[Your instructions]
Beginning with the top line of the listing below, give again every line up to and including the line with "561L491 588L456 634L487"; pictures do not belong in the copy.

[Data for this task]
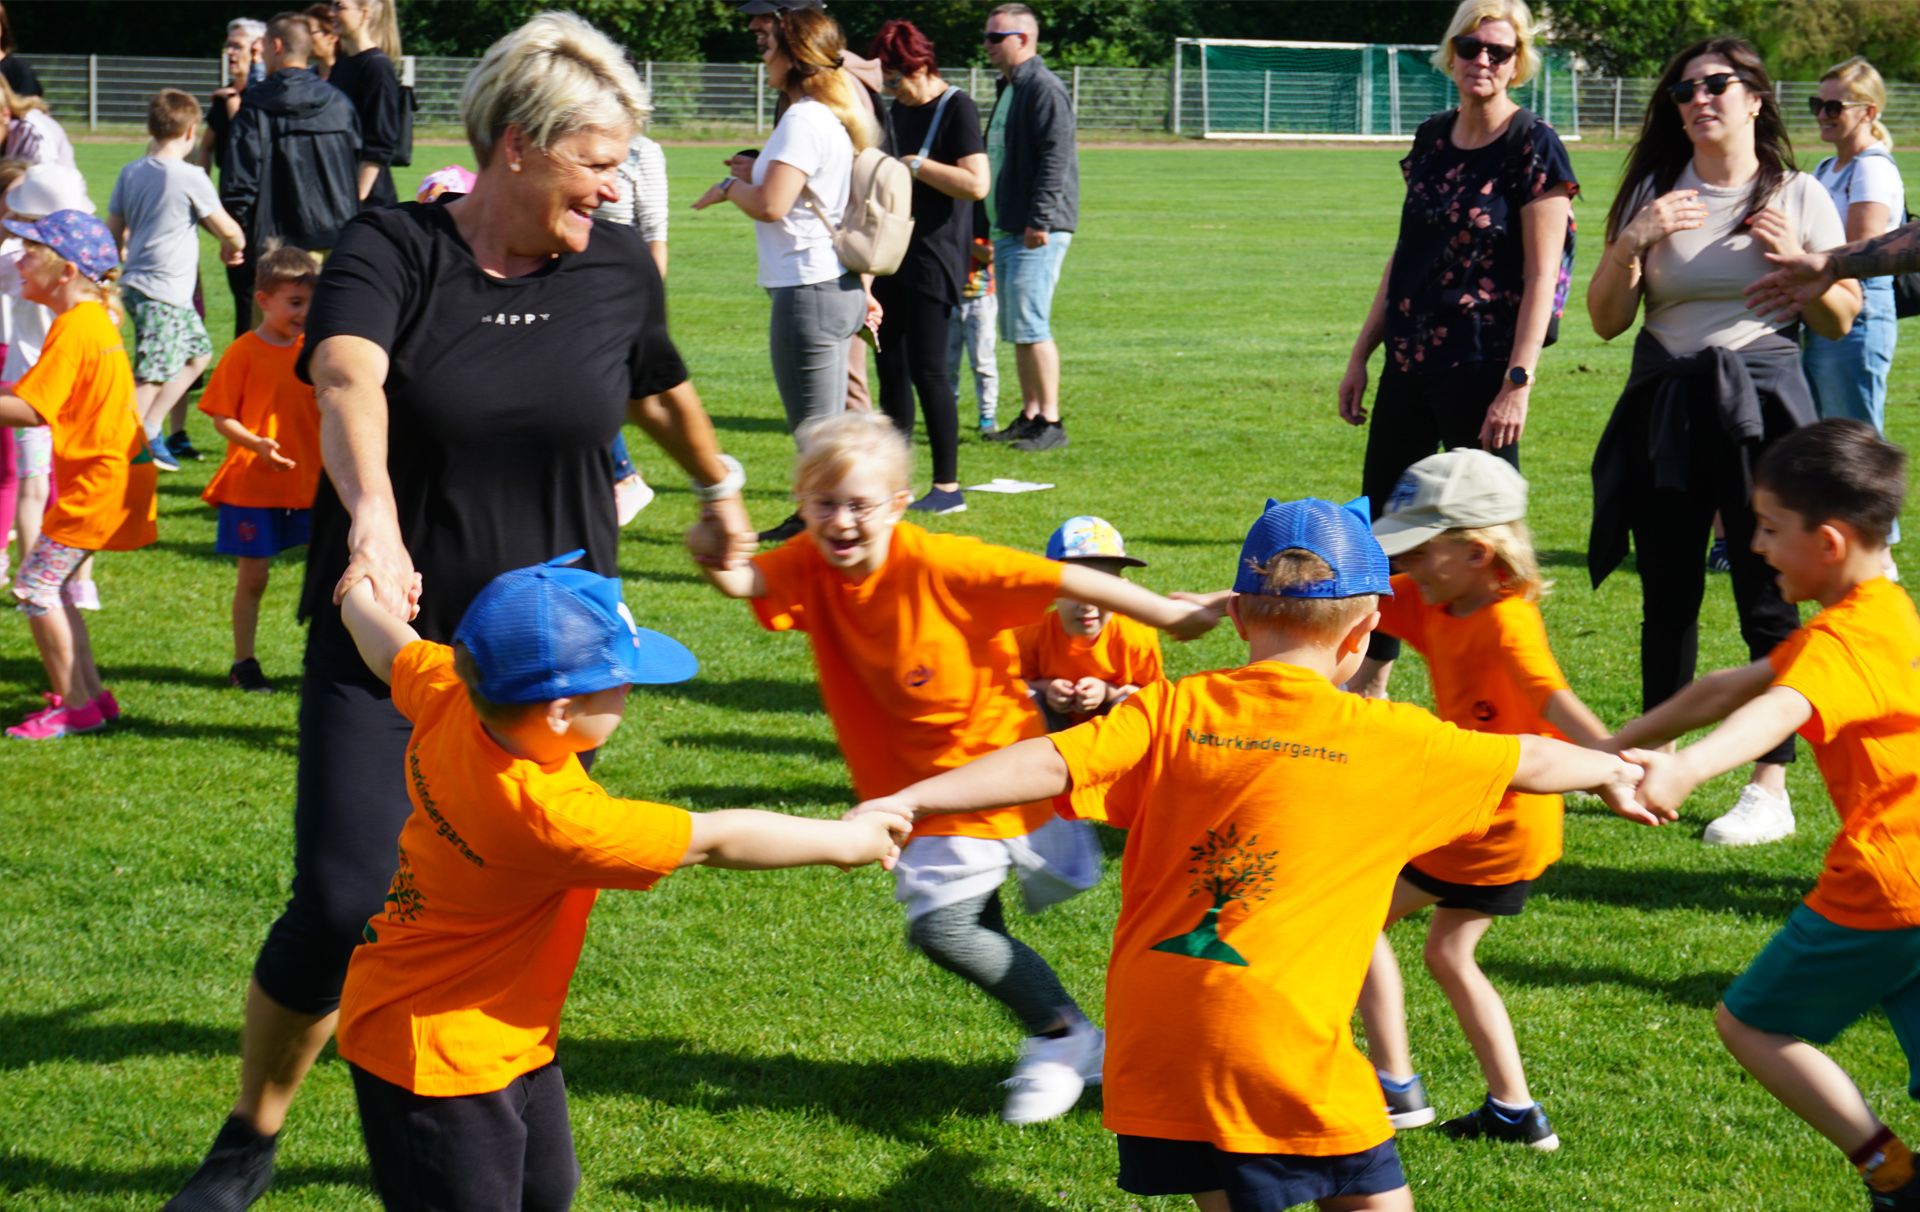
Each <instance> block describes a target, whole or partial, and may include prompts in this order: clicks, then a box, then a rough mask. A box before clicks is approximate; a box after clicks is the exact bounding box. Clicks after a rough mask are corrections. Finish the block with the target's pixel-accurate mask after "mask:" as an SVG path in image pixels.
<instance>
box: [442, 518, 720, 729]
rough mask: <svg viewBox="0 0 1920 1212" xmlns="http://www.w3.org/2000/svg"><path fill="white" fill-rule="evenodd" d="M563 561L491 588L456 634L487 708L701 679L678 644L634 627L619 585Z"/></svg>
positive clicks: (478, 596) (615, 579) (641, 627)
mask: <svg viewBox="0 0 1920 1212" xmlns="http://www.w3.org/2000/svg"><path fill="white" fill-rule="evenodd" d="M584 555H586V551H568V553H566V555H561V557H557V559H549V561H547V563H543V565H534V567H532V569H515V570H513V572H501V574H499V576H495V578H493V580H490V582H488V586H486V588H484V590H480V595H478V597H474V601H472V605H468V607H467V615H465V617H463V618H461V626H459V628H457V630H455V632H453V640H455V642H457V643H465V645H467V651H470V653H472V657H474V665H476V667H478V668H480V688H478V690H480V695H482V697H484V699H490V701H493V703H547V701H551V699H564V697H572V695H588V693H593V691H597V690H611V688H614V686H626V684H632V682H639V684H664V682H685V680H687V678H691V676H693V674H697V672H699V668H701V663H699V661H695V659H693V653H691V651H687V647H685V645H684V643H680V642H678V640H674V638H670V636H662V634H660V632H649V630H647V628H643V626H637V624H636V622H634V615H632V611H628V609H626V601H622V599H620V580H618V578H616V576H599V574H597V572H588V570H586V569H568V567H566V565H572V563H574V561H578V559H582V557H584Z"/></svg>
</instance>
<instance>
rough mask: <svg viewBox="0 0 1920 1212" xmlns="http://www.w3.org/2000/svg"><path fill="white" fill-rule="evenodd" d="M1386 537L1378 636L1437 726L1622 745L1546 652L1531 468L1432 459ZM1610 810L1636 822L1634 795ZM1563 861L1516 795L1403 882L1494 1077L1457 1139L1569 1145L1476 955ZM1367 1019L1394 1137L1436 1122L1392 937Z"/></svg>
mask: <svg viewBox="0 0 1920 1212" xmlns="http://www.w3.org/2000/svg"><path fill="white" fill-rule="evenodd" d="M1373 532H1375V534H1377V536H1379V540H1380V547H1384V549H1386V553H1388V555H1390V557H1398V559H1400V567H1402V569H1404V570H1402V574H1400V576H1394V595H1392V599H1390V601H1386V603H1382V605H1380V632H1384V634H1388V636H1398V638H1400V640H1405V642H1407V643H1411V645H1413V647H1415V649H1419V653H1421V655H1423V657H1427V668H1428V674H1430V676H1432V691H1434V715H1438V716H1440V718H1442V720H1448V722H1452V724H1457V726H1461V728H1467V730H1471V732H1492V734H1501V736H1526V734H1538V736H1555V738H1567V739H1572V741H1574V743H1580V745H1586V747H1590V749H1611V747H1613V745H1611V738H1609V734H1607V728H1605V726H1603V724H1601V722H1599V720H1597V718H1596V716H1594V713H1592V711H1588V709H1586V705H1584V703H1580V699H1578V697H1576V695H1574V693H1572V690H1571V688H1569V686H1567V678H1563V676H1561V670H1559V665H1557V663H1555V661H1553V653H1551V651H1549V649H1548V630H1546V622H1544V620H1542V618H1540V607H1538V605H1536V603H1538V599H1540V594H1542V592H1544V590H1546V584H1544V582H1542V578H1540V567H1538V563H1536V561H1534V547H1532V538H1530V536H1528V534H1526V480H1523V478H1521V473H1517V471H1515V469H1513V467H1511V465H1509V463H1507V461H1503V459H1498V457H1494V455H1490V453H1486V451H1480V449H1453V451H1448V453H1442V455H1430V457H1427V459H1421V461H1419V463H1415V465H1413V467H1409V469H1407V473H1405V474H1404V476H1402V478H1400V484H1398V486H1396V488H1394V496H1392V499H1390V501H1388V505H1386V513H1384V515H1382V517H1380V519H1379V521H1377V522H1375V524H1373ZM1377 667H1379V663H1377V661H1373V659H1371V657H1369V659H1367V661H1365V663H1363V665H1361V674H1359V678H1357V680H1356V682H1357V684H1365V682H1369V680H1371V678H1373V674H1375V672H1377ZM1611 807H1615V811H1622V812H1626V814H1630V816H1632V814H1634V811H1632V807H1630V803H1628V801H1624V799H1620V797H1615V799H1613V803H1611ZM1649 824H1651V822H1649ZM1559 855H1561V797H1559V795H1526V793H1519V791H1517V793H1511V795H1507V797H1505V799H1503V801H1501V805H1500V812H1498V816H1496V818H1494V826H1492V828H1490V830H1488V832H1486V836H1484V837H1476V839H1463V841H1453V843H1448V845H1444V847H1440V849H1434V851H1428V853H1423V855H1417V857H1413V859H1411V861H1409V862H1407V866H1405V870H1402V872H1400V880H1398V882H1396V885H1394V901H1392V907H1390V909H1388V914H1386V924H1388V926H1392V924H1394V922H1398V920H1400V918H1404V916H1407V914H1409V912H1417V910H1421V909H1427V907H1428V905H1432V907H1436V909H1434V914H1432V924H1430V926H1428V928H1427V947H1425V960H1427V970H1428V972H1432V976H1434V980H1436V982H1440V989H1442V991H1444V993H1446V999H1448V1003H1450V1005H1452V1006H1453V1016H1455V1018H1459V1026H1461V1030H1463V1031H1465V1033H1467V1043H1469V1045H1471V1047H1473V1054H1475V1058H1478V1062H1480V1072H1482V1074H1486V1089H1488V1093H1486V1101H1484V1103H1482V1104H1480V1106H1478V1108H1475V1110H1473V1112H1469V1114H1465V1116H1459V1118H1455V1120H1448V1122H1446V1124H1442V1126H1440V1131H1444V1133H1448V1135H1455V1137H1488V1139H1496V1141H1515V1143H1524V1145H1530V1147H1532V1149H1540V1151H1553V1149H1559V1137H1557V1135H1555V1133H1553V1126H1551V1124H1549V1122H1548V1116H1546V1112H1544V1110H1542V1108H1540V1104H1538V1103H1536V1101H1534V1097H1532V1093H1530V1091H1528V1087H1526V1072H1524V1068H1523V1066H1521V1051H1519V1045H1517V1043H1515V1037H1513V1022H1511V1020H1509V1018H1507V1006H1505V1005H1503V1003H1501V1001H1500V993H1498V991H1496V989H1494V985H1492V982H1488V980H1486V974H1484V972H1480V966H1478V962H1476V960H1475V949H1476V947H1478V945H1480V939H1482V937H1484V935H1486V932H1488V928H1490V926H1492V924H1494V918H1503V916H1515V914H1519V912H1521V909H1523V907H1524V905H1526V895H1528V891H1530V889H1532V884H1534V880H1538V878H1540V874H1542V872H1546V868H1548V866H1551V864H1553V862H1555V861H1557V859H1559ZM1359 1014H1361V1020H1363V1022H1365V1024H1367V1051H1369V1053H1371V1056H1373V1064H1375V1068H1377V1070H1379V1078H1380V1091H1382V1093H1384V1097H1386V1108H1388V1118H1390V1120H1392V1124H1394V1127H1417V1126H1421V1124H1430V1122H1432V1120H1434V1110H1432V1106H1430V1104H1428V1103H1427V1089H1425V1085H1423V1083H1421V1078H1419V1074H1415V1072H1413V1056H1411V1051H1409V1047H1407V1022H1405V995H1404V989H1402V983H1400V964H1398V960H1396V958H1394V947H1392V943H1388V939H1386V932H1384V930H1382V932H1380V937H1379V941H1377V943H1375V951H1373V966H1371V968H1369V972H1367V983H1365V987H1363V991H1361V997H1359Z"/></svg>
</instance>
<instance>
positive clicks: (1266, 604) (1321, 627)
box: [1235, 547, 1380, 643]
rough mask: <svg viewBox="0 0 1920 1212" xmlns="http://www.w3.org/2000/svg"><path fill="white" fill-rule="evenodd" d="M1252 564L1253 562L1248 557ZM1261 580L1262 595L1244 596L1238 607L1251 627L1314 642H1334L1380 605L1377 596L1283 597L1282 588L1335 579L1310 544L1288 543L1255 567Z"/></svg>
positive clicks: (1316, 583)
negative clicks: (1301, 544)
mask: <svg viewBox="0 0 1920 1212" xmlns="http://www.w3.org/2000/svg"><path fill="white" fill-rule="evenodd" d="M1248 563H1252V561H1248ZM1254 570H1256V572H1260V576H1261V578H1263V586H1265V592H1263V594H1240V595H1236V597H1235V609H1236V611H1238V613H1240V624H1242V626H1246V628H1248V630H1277V632H1286V634H1290V636H1298V638H1302V640H1308V642H1313V643H1334V642H1338V640H1340V638H1342V636H1346V634H1348V630H1352V626H1354V624H1356V622H1359V620H1361V618H1365V617H1367V615H1371V613H1375V611H1377V609H1380V597H1379V594H1359V595H1357V597H1284V595H1283V592H1284V590H1294V588H1300V586H1311V584H1319V582H1323V580H1331V578H1332V569H1331V567H1329V565H1327V561H1325V559H1321V557H1319V555H1313V553H1311V551H1308V549H1306V547H1288V549H1284V551H1277V553H1275V555H1271V557H1267V563H1263V565H1254Z"/></svg>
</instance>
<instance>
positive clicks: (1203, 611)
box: [1014, 563, 1225, 803]
mask: <svg viewBox="0 0 1920 1212" xmlns="http://www.w3.org/2000/svg"><path fill="white" fill-rule="evenodd" d="M1060 595H1062V597H1071V599H1075V601H1091V603H1092V605H1096V607H1104V609H1108V611H1116V613H1119V615H1125V617H1129V618H1139V620H1140V622H1144V624H1146V626H1158V628H1160V630H1164V632H1167V634H1169V636H1173V638H1175V640H1196V638H1200V636H1204V634H1208V632H1210V630H1213V624H1215V622H1219V617H1221V613H1223V611H1225V605H1215V603H1212V601H1196V599H1192V597H1183V599H1173V597H1162V595H1160V594H1154V592H1152V590H1144V588H1140V586H1137V584H1133V582H1131V580H1121V578H1119V576H1110V574H1106V572H1100V570H1098V569H1085V567H1081V565H1073V563H1066V565H1060ZM1014 803H1025V801H1020V799H1016V801H1014Z"/></svg>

[Output]
Each <instance> block describes a target, whole or partial, and may include prompts in this order: clicks, then a box, then a rough mask. A box before clicks is approximate; a box after clicks is the exact bounding box. Clicks after a rough mask are corrections. Finish the block with the target's pixel-accurate mask after "mask:" as an SVG path in image pixels.
<instance>
box: [442, 518, 720, 729]
rough mask: <svg viewBox="0 0 1920 1212" xmlns="http://www.w3.org/2000/svg"><path fill="white" fill-rule="evenodd" d="M563 561L491 588L456 634L487 708L701 679L678 644L634 627L619 585Z"/></svg>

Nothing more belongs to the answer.